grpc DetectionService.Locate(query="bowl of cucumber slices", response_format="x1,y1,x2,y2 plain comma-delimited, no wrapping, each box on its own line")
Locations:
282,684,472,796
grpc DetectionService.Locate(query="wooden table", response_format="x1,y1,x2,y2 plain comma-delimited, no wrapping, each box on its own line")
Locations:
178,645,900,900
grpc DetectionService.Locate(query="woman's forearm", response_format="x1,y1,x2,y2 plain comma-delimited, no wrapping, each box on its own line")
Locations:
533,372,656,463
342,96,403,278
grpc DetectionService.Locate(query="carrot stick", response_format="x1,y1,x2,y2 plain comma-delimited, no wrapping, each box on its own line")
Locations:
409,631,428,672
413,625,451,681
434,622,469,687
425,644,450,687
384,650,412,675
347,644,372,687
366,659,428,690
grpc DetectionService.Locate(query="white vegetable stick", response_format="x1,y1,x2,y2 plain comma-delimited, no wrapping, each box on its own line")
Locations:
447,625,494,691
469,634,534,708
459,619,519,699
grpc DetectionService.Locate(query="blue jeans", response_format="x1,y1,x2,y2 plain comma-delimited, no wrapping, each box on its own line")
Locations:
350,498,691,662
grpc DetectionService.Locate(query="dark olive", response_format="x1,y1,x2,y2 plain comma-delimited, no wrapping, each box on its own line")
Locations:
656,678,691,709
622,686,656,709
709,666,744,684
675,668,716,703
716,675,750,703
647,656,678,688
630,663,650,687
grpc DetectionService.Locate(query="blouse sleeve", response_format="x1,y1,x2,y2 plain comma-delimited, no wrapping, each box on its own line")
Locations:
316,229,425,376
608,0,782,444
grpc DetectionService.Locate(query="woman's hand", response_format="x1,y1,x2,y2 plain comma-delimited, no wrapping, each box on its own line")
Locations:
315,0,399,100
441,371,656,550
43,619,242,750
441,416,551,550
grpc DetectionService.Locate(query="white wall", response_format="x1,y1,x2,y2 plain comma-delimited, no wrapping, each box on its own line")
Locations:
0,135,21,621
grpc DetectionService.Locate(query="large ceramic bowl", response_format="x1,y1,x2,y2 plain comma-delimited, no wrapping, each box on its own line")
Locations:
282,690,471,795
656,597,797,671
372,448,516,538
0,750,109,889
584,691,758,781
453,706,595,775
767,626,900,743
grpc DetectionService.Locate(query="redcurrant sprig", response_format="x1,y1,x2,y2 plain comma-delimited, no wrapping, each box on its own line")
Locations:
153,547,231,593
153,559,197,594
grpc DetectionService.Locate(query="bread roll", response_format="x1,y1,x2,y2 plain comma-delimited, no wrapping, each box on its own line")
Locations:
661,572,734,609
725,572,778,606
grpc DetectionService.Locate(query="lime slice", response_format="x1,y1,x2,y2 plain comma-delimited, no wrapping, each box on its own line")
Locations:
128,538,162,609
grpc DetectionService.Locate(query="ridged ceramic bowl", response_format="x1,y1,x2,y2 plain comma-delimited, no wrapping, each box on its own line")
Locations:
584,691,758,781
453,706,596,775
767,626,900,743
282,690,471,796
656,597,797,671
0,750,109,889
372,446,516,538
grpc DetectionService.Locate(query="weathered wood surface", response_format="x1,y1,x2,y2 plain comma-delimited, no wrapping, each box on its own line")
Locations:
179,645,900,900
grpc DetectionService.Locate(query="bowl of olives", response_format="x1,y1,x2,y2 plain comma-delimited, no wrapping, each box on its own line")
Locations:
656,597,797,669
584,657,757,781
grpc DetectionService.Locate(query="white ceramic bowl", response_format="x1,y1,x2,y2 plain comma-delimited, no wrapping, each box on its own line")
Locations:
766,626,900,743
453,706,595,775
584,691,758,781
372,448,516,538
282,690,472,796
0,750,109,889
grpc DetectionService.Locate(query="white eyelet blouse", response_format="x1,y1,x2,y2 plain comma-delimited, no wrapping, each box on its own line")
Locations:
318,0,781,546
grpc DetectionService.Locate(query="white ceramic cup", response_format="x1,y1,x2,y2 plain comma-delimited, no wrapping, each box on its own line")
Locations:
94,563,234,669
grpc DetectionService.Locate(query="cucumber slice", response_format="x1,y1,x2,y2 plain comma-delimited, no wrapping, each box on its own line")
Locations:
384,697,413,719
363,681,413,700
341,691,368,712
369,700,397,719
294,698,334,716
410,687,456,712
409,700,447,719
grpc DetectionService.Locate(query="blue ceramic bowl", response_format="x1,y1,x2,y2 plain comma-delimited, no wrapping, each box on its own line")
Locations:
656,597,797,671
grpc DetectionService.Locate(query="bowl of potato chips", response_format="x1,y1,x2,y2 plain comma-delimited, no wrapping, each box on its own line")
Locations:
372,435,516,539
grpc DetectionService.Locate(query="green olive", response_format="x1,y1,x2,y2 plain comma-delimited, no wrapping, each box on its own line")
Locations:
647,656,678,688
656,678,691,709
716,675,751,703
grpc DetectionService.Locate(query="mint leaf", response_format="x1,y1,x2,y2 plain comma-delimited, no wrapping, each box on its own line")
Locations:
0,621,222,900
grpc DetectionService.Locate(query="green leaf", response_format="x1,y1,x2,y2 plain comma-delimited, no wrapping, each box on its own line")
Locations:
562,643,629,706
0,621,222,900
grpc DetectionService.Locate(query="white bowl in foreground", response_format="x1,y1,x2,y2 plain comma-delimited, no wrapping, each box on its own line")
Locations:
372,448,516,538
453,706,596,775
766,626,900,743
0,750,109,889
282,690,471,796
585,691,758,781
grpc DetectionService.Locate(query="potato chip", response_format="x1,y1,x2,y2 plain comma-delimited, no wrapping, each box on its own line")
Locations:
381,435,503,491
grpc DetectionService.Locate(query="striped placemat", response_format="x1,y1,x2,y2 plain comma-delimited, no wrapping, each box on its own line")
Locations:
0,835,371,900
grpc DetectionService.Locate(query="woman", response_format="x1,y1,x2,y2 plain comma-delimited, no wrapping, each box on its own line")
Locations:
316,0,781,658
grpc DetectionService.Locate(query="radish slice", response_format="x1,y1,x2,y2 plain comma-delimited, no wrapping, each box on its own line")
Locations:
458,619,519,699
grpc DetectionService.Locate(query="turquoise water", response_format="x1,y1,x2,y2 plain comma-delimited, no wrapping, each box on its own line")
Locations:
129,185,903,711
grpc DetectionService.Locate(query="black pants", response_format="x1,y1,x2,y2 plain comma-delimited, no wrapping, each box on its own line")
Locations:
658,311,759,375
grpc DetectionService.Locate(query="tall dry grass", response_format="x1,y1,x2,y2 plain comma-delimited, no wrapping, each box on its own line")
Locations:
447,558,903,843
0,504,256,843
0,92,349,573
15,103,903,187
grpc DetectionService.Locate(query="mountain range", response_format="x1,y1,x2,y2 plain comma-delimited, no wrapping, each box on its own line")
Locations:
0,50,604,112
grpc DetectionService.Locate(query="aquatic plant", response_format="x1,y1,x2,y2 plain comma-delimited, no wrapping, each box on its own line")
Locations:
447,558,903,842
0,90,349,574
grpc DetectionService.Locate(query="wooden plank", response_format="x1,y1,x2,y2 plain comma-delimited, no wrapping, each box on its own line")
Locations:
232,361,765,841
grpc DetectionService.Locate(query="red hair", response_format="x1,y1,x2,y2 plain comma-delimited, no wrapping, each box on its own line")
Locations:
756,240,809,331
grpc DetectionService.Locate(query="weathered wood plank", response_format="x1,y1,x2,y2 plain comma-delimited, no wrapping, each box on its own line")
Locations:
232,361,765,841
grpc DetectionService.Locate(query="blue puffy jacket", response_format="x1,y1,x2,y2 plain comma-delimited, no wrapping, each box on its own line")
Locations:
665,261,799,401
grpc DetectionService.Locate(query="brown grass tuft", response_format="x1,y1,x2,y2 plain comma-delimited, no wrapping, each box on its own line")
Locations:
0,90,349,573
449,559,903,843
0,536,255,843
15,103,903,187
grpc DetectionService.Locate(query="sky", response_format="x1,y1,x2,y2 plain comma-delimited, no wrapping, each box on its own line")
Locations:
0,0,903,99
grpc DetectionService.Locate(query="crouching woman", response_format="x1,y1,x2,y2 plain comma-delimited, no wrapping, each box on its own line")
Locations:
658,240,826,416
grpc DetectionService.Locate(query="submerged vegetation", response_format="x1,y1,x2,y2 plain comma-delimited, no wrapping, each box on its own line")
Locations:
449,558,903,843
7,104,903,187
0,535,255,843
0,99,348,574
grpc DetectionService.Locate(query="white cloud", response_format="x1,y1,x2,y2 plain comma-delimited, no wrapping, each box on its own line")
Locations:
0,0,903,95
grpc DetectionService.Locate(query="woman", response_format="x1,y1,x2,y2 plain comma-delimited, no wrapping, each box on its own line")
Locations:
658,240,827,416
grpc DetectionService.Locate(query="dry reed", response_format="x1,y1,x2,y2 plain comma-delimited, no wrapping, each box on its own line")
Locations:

◆ GOAL
Count the lines of the records that contain the string "plank" and give only the number.

◆ SOLUTION
2